引用段落:
::::
Object Detection dog

STM32官方仓库
本工程仓库

Object Detection 模型训练流程:

原始训练模型 (.h5/.keras)

【量化】Quantization → 生成 INT8 模型 (.tflite)

【评估】Evaluation → 验证精度是否达标

【基准测试】Benchmarking → 测试板端性能

【部署】Deployment → 烧录到 STM32N6570-DK

1. Setup develop environment

1.1 设置 Conda + GPU版环境

1.1.1 安装 Miniconda(推荐,省心管理 CUDA)
# 下载 Miniconda
Invoke-WebRequest -Uri "https://repo.anaconda.com/miniconda/Miniconda3-latest-Windows-x86_64.exe" -OutFile "$env:TEMP/miniconda.exe"

# 静默安装到用户目录
Start-Process -FilePath "$env:TEMP/miniconda.exe" -ArgumentList "/S /D=$env:USERPROFILE/miniconda3" -Wait

# 初始化 PowerShell
& "$env:USERPROFILE/miniconda3/Scripts/conda.exe" init powershell

关闭 PowerShell 窗口,重新打开,让 conda 生效。
::::
所示信息:

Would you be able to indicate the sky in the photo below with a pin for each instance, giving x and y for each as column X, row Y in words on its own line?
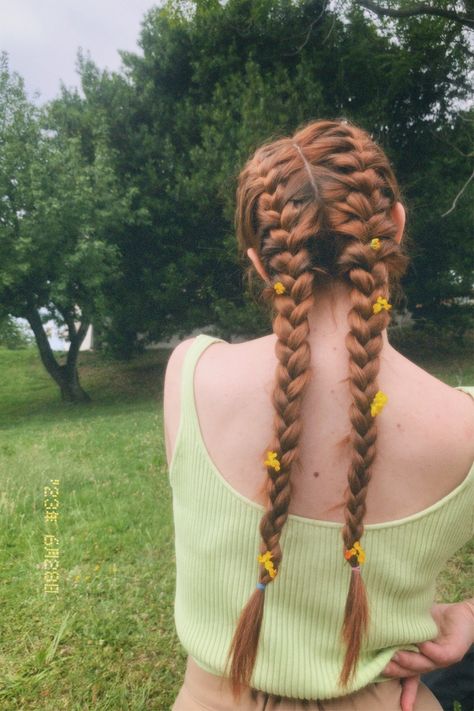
column 41, row 37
::::
任务说明: 请将上面那段关于 STM32 目标检测模型训练与部署的引文从头到尾完整输出,一字不改。

书面回复:
Object Detection dog

STM32官方仓库
本工程仓库

Object Detection 模型训练流程:

原始训练模型 (.h5/.keras)

【量化】Quantization → 生成 INT8 模型 (.tflite)

【评估】Evaluation → 验证精度是否达标

【基准测试】Benchmarking → 测试板端性能

【部署】Deployment → 烧录到 STM32N6570-DK

1. Setup develop environment

1.1 设置 Conda + GPU版环境

1.1.1 安装 Miniconda(推荐,省心管理 CUDA)
# 下载 Miniconda
Invoke-WebRequest -Uri "https://repo.anaconda.com/miniconda/Miniconda3-latest-Windows-x86_64.exe" -OutFile "$env:TEMP/miniconda.exe"

# 静默安装到用户目录
Start-Process -FilePath "$env:TEMP/miniconda.exe" -ArgumentList "/S /D=$env:USERPROFILE/miniconda3" -Wait

# 初始化 PowerShell
& "$env:USERPROFILE/miniconda3/Scripts/conda.exe" init powershell

关闭 PowerShell 窗口,重新打开,让 conda 生效。